# Start of DATA SHOWN

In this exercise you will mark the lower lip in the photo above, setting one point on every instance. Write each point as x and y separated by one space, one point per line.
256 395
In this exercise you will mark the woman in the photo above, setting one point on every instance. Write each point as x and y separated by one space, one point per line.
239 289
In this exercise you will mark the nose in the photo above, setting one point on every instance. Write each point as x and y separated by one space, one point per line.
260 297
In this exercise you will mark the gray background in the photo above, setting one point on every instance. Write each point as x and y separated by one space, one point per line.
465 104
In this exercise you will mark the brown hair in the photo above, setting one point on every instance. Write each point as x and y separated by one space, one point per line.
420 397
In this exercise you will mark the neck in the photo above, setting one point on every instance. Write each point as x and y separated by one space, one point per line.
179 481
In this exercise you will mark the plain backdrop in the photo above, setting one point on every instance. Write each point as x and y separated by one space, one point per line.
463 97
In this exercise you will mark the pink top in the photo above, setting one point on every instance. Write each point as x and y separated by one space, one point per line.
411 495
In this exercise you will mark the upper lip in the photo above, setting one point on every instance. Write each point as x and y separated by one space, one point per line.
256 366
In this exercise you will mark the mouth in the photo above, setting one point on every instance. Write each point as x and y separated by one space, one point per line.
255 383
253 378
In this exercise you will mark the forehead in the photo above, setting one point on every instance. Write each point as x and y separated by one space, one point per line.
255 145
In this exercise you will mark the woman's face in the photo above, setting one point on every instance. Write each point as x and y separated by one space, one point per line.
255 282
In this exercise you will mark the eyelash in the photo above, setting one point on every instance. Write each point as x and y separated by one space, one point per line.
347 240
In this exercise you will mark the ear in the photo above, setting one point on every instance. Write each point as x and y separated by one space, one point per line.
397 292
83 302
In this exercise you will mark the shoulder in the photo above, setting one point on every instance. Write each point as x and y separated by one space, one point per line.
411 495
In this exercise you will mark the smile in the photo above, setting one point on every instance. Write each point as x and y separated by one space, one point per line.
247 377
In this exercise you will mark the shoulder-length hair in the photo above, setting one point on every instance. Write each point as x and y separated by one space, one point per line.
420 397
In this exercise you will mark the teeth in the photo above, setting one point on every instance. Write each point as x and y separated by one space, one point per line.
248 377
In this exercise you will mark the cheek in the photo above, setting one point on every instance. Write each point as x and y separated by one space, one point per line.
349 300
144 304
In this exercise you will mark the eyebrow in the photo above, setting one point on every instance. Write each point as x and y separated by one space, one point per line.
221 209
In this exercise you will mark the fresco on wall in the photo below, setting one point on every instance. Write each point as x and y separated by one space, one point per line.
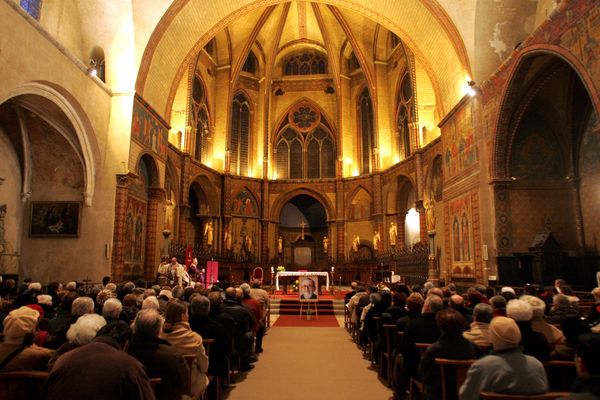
502 24
244 204
460 151
148 130
436 179
535 152
461 229
589 162
134 229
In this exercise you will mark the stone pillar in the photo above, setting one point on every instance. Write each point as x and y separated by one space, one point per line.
156 197
184 215
401 243
340 241
118 253
422 221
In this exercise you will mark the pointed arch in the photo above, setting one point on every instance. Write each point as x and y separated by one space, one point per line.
83 141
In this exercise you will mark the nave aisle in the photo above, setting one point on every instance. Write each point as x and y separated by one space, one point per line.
310 363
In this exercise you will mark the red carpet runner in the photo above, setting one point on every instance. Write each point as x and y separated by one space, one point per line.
324 321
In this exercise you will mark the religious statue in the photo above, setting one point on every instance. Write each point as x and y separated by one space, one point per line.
248 242
227 240
393 233
430 213
208 232
355 243
376 241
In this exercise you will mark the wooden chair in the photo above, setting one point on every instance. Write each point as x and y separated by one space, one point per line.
386 361
460 368
22 385
561 374
416 386
545 396
257 274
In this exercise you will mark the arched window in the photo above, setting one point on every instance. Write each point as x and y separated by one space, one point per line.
200 121
306 63
353 63
251 63
239 135
404 117
310 155
33 7
365 108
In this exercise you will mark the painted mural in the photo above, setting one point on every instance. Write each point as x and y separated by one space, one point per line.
461 231
360 207
535 151
244 204
460 151
148 130
134 230
590 149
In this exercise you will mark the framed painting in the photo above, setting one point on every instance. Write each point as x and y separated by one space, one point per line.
55 219
308 288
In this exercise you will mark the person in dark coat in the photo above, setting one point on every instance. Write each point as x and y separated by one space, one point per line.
534 343
208 328
99 370
159 358
422 329
450 345
587 384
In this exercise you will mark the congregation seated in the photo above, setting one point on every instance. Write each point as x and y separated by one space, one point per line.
80 333
572 328
593 317
478 332
242 337
451 345
538 322
160 359
422 329
533 343
17 351
176 330
498 304
414 306
258 328
507 370
111 310
561 308
587 384
99 370
208 328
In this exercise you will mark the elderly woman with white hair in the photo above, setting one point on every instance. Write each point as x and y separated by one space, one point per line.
17 351
111 310
533 343
80 333
538 321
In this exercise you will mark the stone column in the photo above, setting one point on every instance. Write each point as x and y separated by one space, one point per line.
118 253
422 221
156 197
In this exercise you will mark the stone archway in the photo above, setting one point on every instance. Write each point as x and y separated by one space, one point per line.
302 229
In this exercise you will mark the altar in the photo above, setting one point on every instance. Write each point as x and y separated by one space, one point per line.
302 273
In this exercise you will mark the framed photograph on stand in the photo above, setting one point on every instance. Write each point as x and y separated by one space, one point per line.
55 219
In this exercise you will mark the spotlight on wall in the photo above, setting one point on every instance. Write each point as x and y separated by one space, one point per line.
471 92
92 71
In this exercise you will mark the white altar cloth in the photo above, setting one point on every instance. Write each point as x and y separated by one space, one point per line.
303 273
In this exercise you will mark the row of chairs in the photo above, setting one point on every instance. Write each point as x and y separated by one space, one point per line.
561 373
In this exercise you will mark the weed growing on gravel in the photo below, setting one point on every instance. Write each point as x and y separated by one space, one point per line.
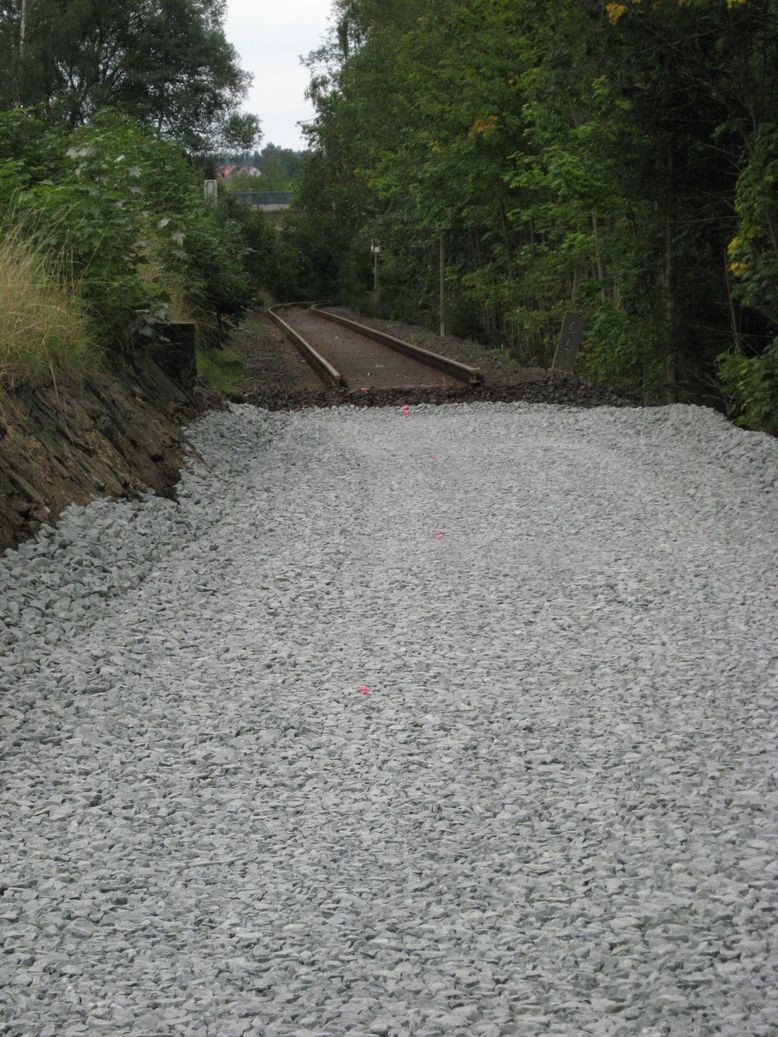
44 329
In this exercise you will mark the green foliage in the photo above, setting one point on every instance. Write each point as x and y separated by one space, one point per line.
44 330
223 369
127 209
577 155
166 63
751 385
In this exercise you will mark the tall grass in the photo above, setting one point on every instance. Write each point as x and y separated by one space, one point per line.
44 329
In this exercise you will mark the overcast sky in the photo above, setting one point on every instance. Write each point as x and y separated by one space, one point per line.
270 38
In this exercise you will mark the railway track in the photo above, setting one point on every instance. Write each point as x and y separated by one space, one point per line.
349 355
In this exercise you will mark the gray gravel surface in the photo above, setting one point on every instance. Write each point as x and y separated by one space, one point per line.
459 722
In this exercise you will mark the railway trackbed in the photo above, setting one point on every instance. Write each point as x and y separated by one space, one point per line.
348 355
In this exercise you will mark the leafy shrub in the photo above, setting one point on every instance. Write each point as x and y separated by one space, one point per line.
751 384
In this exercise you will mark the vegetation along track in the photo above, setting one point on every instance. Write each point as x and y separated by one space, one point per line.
350 355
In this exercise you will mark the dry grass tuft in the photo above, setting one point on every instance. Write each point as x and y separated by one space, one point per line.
44 329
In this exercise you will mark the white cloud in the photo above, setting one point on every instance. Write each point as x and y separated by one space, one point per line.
271 39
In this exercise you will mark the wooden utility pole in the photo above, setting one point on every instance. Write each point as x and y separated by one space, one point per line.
442 283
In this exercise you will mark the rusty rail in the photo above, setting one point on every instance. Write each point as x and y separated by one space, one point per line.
464 371
323 367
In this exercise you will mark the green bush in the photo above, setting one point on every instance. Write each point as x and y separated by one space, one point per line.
751 385
127 209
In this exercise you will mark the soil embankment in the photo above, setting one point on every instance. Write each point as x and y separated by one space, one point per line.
111 435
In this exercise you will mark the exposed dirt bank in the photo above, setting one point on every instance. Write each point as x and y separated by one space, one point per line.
114 435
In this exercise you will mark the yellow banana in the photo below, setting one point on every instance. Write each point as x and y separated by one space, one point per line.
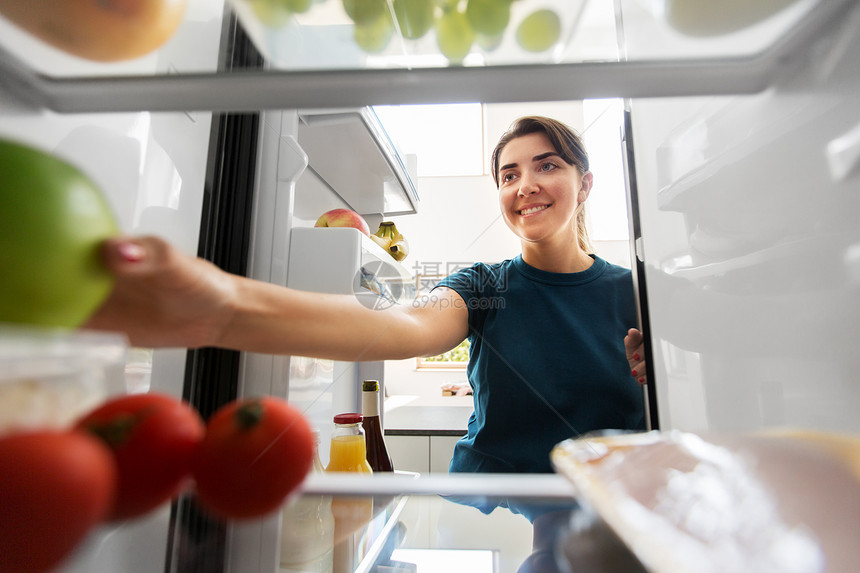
390 239
399 249
381 237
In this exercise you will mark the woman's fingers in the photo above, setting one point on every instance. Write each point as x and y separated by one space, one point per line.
635 349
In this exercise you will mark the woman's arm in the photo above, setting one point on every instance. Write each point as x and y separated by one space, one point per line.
165 298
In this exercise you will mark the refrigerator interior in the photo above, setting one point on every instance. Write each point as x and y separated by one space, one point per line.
745 177
750 249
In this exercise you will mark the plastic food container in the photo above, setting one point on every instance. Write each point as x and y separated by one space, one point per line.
48 378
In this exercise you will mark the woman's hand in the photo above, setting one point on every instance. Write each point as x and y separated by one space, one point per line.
635 348
162 297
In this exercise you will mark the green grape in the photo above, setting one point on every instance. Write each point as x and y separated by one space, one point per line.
270 13
539 31
364 11
415 17
489 43
489 17
298 6
455 35
374 37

# End of DATA SHOWN

# [WORK TO COMPLETE]
Starting from the line containing "In this exercise you will mark the woman's arm", repeat each line through the end of the entries, exactly.

# [TASK OUTPUT]
In this exercise you will mark the woman's arm in the photo above, setting one point on every instance. Write each point as x and y separated by one space, one point per line.
165 298
In this exercise you will mark the refrigerator interior in the photo above, setting one point on every instance. Write each point as x and y separated by one space, one point per line.
745 177
750 249
In this exercise you will mark the plastic food container in the photo above, setting one point on every instance. Write each point as x and y separated by one space, one point per line.
48 378
In this exercise you will mark the woman's hand in the photo above, setting one point on every instance. Write each point as x and y separated by one space, one point per line.
635 348
162 297
In this exercise you will mark the green grape in the photo above, setting one point on every instance. Write each point as x and y separated by one space, one point per line.
270 13
539 31
364 11
415 17
489 43
489 17
298 6
455 35
374 37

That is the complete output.